# Excerpted text start

When you say fuel economy, that's a relative term. I'd be happy to get above 15 mpg right now, because my best tank so far was about 14, and that was all highway miles at 60mph to keep the rpm below 2000. One of my recent tanks was about 9 mpg, which is totally unacceptable. On long trips I hope to get in the neighborhood of 18-20 mpg, which I think is still possible at 65 mph considering that my father's old '77 F-250 4x4 with the 4-speed, crew cab and short bed did 21 mpg at 65 mph.

That's with heavier running gear, heavier curb weight, loaded with about 2000 lbs. of payload, no overdrive, higher ride height and a bigger displacement carbureted engine (351M) along with old-school heavy weight non-synthetic gear oil and taller/wider mud/snow tires. This was no spread-bore 4 barrel Motorcraft carb either, it was a 2-barrel that was quite a bit worse for efficiency. That truck was not the model for high mpg, but if we saw those kinds of numbers with that setup, I can get those or better with this one. I think my expectations are relatively modest considering that it's fuel injected, smaller displacement, much lighter, lighter running gear, is 2-wheel drive and has a lower ride height.

As far as aero mods go, I do plan on at least installing a bigger air dam, and maybe more depending on what that yields. I intend on adding a vacuum gauge to mod the nut behind the wheel as well. In addition, I bought a scanner tool to be sure that all of my engine sensors are reading within their specified ranges.

That said, my first concern is utility. This is a work truck that I don't drive every day, so that's the priority. If anything else interferes with that, it's gotta go. I chose the 300 because I've seen them run for 30K miles with a loud knock in the engine and no oil changes. I've also seen them run 300k miles with no bottom end or head work needed, the rest of the truck rusted in half around it, on its 4th c4 transmission. I want that kind of reliability, and unless you go with the light duty Japanese trucks from that era, you can't beat the setup that I'm building.

# Excerpted text end
# Material start

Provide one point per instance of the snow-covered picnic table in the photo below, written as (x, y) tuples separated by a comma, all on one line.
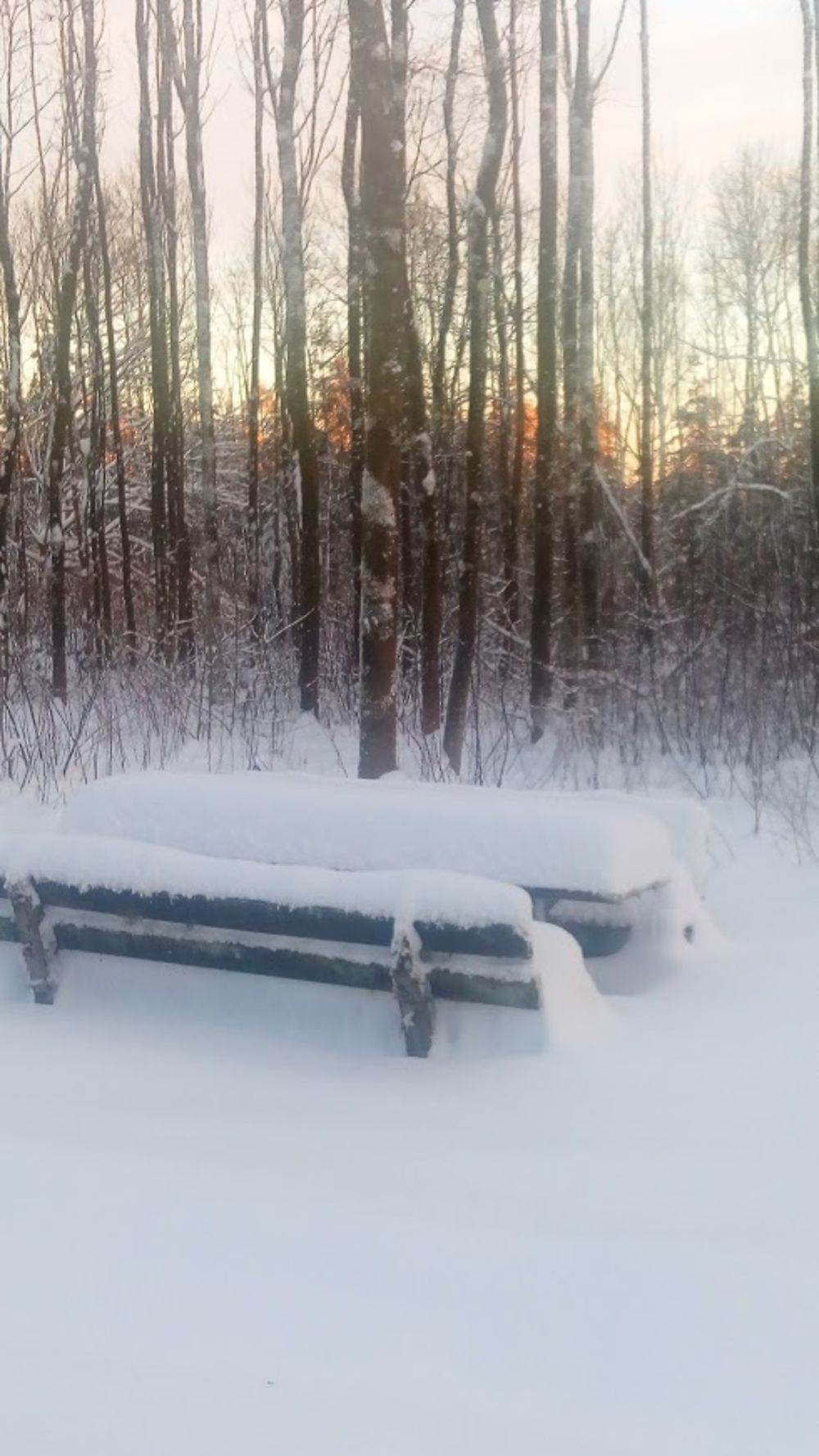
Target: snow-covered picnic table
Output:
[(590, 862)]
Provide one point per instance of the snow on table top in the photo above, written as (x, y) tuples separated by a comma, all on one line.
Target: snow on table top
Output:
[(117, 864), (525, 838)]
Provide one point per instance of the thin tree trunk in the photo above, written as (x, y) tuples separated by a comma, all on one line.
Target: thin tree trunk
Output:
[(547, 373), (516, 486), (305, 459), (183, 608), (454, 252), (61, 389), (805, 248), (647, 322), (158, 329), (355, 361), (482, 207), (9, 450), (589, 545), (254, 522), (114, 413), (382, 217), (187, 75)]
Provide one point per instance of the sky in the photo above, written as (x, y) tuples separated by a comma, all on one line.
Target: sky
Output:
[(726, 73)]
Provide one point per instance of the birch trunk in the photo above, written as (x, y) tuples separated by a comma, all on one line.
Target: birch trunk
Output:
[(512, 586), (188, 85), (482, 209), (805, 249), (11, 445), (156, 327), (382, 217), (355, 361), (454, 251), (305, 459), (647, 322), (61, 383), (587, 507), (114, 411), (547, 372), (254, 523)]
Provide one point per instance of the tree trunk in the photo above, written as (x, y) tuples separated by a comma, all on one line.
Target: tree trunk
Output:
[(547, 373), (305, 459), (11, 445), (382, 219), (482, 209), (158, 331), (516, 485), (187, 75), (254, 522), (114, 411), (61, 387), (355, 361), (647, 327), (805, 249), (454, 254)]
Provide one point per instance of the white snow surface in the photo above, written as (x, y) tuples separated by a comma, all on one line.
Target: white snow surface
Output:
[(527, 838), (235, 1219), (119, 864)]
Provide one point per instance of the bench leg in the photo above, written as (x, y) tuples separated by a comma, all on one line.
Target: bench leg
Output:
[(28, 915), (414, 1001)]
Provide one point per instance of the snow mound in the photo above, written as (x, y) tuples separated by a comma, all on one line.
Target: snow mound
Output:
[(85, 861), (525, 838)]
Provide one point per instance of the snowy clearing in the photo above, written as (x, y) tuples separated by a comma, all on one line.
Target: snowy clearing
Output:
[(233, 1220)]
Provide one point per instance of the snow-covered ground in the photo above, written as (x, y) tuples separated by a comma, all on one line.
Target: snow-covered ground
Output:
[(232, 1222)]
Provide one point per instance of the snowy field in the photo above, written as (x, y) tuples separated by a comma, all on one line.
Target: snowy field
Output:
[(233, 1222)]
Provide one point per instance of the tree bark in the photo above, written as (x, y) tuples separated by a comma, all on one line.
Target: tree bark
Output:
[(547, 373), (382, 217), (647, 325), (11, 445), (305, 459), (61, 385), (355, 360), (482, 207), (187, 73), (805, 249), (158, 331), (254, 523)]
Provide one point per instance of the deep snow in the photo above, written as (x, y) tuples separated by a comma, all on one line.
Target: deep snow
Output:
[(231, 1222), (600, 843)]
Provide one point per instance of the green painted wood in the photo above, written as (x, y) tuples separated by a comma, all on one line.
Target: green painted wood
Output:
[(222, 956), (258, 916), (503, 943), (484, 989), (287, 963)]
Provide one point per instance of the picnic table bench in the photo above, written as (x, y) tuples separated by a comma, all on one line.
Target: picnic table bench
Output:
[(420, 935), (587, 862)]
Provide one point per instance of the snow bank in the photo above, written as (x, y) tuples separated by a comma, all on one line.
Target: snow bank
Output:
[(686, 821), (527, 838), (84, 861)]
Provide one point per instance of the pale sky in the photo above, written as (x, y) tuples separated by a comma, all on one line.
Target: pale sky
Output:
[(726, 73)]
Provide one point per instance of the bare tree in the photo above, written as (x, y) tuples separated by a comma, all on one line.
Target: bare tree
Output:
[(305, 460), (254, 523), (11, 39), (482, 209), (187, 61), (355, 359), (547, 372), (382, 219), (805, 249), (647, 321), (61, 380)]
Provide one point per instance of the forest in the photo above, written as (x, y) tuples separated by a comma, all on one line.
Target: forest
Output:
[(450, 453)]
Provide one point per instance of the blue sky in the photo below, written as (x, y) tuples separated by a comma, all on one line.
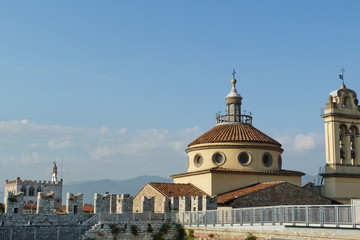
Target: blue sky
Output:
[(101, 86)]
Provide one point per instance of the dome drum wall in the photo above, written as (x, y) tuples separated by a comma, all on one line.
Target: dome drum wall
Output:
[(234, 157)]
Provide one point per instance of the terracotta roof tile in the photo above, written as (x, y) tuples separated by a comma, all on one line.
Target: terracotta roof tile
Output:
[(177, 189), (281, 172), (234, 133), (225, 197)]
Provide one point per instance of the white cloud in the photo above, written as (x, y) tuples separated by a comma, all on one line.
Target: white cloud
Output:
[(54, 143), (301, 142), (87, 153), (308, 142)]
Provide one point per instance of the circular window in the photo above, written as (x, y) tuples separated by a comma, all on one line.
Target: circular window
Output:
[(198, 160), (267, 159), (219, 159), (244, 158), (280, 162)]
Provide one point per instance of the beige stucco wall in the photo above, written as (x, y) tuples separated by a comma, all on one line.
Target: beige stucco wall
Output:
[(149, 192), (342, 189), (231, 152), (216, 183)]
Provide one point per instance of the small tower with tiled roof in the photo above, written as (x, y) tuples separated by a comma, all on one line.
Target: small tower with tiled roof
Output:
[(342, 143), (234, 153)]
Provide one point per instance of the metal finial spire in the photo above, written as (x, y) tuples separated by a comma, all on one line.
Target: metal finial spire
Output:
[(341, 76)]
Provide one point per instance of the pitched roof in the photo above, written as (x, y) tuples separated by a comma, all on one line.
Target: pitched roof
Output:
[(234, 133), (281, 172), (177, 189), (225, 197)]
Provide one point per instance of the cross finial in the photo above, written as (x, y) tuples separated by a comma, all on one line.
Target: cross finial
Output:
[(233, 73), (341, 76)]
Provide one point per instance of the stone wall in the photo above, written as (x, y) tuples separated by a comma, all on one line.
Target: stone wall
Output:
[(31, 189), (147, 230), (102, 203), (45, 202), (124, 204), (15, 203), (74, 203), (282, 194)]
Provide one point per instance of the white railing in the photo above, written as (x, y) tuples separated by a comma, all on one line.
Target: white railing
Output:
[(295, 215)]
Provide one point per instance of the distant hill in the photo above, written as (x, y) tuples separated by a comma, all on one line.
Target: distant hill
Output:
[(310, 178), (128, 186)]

# Material end
# Material start

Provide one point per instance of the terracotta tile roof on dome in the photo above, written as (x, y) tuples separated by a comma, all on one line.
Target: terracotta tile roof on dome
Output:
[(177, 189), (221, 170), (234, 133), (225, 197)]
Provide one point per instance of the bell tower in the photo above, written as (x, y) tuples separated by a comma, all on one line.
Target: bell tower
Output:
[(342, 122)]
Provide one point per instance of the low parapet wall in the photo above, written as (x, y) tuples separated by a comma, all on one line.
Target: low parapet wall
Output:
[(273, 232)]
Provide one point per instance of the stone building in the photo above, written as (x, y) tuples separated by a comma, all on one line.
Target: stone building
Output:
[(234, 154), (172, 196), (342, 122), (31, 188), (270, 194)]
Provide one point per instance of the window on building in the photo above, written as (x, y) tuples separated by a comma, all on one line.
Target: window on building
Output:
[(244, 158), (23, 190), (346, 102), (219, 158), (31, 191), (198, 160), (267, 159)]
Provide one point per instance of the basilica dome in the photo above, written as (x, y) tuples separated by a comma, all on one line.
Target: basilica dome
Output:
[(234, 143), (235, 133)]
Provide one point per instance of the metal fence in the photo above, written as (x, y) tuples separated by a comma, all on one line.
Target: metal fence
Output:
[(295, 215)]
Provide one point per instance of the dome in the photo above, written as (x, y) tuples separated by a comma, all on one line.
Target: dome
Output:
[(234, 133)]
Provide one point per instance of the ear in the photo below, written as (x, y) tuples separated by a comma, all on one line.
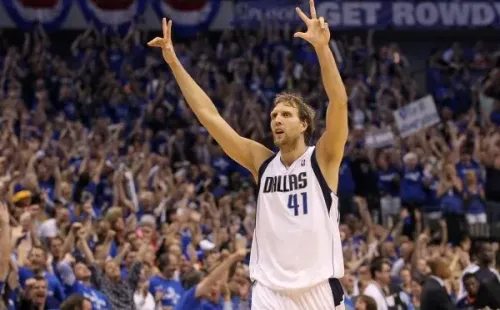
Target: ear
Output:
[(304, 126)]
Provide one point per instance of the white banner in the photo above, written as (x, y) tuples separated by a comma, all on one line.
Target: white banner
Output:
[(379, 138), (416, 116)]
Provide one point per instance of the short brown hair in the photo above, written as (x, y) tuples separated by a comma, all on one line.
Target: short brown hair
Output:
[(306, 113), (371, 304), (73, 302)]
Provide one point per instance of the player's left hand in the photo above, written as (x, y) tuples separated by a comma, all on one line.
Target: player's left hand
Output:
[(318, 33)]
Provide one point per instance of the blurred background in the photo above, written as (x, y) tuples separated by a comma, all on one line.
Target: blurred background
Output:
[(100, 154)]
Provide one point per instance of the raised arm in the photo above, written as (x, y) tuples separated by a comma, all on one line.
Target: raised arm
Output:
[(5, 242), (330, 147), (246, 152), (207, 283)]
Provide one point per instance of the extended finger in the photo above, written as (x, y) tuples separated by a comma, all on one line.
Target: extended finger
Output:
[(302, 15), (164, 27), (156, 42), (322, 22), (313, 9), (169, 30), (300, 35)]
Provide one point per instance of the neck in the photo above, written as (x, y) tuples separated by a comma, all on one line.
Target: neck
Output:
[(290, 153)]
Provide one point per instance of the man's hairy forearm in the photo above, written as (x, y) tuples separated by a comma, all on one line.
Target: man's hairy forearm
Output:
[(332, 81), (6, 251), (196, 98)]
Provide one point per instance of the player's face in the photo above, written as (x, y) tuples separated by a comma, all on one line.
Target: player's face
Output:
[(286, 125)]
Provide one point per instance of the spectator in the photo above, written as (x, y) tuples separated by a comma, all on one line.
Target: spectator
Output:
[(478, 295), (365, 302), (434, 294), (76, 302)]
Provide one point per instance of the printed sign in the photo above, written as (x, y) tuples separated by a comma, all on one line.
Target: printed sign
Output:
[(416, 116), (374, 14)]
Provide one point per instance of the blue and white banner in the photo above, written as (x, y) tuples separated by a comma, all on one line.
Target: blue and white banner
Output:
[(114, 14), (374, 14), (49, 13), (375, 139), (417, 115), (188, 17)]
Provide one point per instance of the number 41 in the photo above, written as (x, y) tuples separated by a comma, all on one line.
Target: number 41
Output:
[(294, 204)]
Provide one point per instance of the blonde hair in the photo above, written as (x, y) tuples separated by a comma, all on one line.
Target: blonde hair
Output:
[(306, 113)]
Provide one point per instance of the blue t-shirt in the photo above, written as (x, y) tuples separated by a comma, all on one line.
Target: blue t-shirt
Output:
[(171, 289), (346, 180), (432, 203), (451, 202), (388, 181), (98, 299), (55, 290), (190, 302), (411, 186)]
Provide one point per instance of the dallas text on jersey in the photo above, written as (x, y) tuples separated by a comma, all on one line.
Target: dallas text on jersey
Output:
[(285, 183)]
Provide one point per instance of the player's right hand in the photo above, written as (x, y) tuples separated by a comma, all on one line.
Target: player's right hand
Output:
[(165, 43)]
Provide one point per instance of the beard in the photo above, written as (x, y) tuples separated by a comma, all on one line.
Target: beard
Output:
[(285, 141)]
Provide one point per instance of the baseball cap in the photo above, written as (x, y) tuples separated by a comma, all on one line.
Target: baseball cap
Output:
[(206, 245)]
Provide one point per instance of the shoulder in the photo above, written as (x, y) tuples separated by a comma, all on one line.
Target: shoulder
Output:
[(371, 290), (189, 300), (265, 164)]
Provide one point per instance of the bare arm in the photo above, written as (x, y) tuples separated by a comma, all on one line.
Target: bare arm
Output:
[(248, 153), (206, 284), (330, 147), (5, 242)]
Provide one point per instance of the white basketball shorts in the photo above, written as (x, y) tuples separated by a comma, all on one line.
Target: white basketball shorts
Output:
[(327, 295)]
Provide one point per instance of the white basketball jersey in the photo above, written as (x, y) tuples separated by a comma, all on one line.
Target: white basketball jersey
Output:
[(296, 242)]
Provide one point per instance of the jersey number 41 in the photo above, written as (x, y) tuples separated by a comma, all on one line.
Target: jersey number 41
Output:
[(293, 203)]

# Material end

> Written tasks
- A) According to the text about truck fuel economy, what mileage did the father's '77 F-250 get at 65 mph?
- B) Continue the text about truck fuel economy, starting right after its final sentence.
The records are separate material from the text about truck fuel economy.

> Outputs
- A) 21 mpg.

- B)
I owned a couple of old Nissans as well, and their mileage wasn't much better considering the gearing they needed with those smaller engines to keep the truck moving on the highway. I also like that this engine has peak torque, 265 lb-ft. at 2000 rpm, which is what you need when you're pulling a lot of weight. I don't want to have to rev a 302 to 2800 rpms just to get a trailer moving, and I don't want to go bigger displacement due to economy concerns.

Frank Lee 07-17-2013 05:15 PM

Quote:

...which I think is still possible at 65 mph considering that my father's old '77 F-250 4x4 with the 4-speed, crew cab and short bed did 21 mpg at 65 mph.
Once upon a time I did an exhaustive search of the EM garage for full-size V8 pickup mpgs. IIRC nobody was able to average even 20. So color me hiiiiiiigggggghhhhhhlllllllyyyyy skeptical of that old beast getting 21 at that speed.

Noahfreak 07-17-2013 05:54 PM

Be "hiiiiiiigggggghhhhhhlllllllyyyyy" skeptical all you want Frank Lee, that doesn't mean it didn't happen.

Besides, I wasn't referring to its average mpg, but a specific trip that was 1000+ miles, meaning that several tankfulls were all highway miles within one day of driving. The truck was already hot and there were no rest stops between fillups. It had a cap on the back, which probably helped the aero some. All of the oils had just been changed, the carburetor had just been rebuilt and the ignition was all new as well. The engine and running gear was well broken in and had only about 50K miles on it. Most of the terrain was flat or had very little grade. I'm sure our average speed was lower than 65 mph (about 10 over the posted speed limit) due to traffic and speed zones, but there were several long stretches where that speed was run. Also keep in mind that this was done back before ethanol was introduced into unleaded fuel, which probably boosted the mileage some compared to today's fuels.

The average mpg on that truck was closer to 10 or 12 mpg because it was almost never run on the highway. It was also almost always towing a trailer or being used to plow snow or run on dirt trails that required sub-5 mph driving on trips that took less than 20 minutes. That's why at 90K miles it was completely rusted to the ground and we junked it.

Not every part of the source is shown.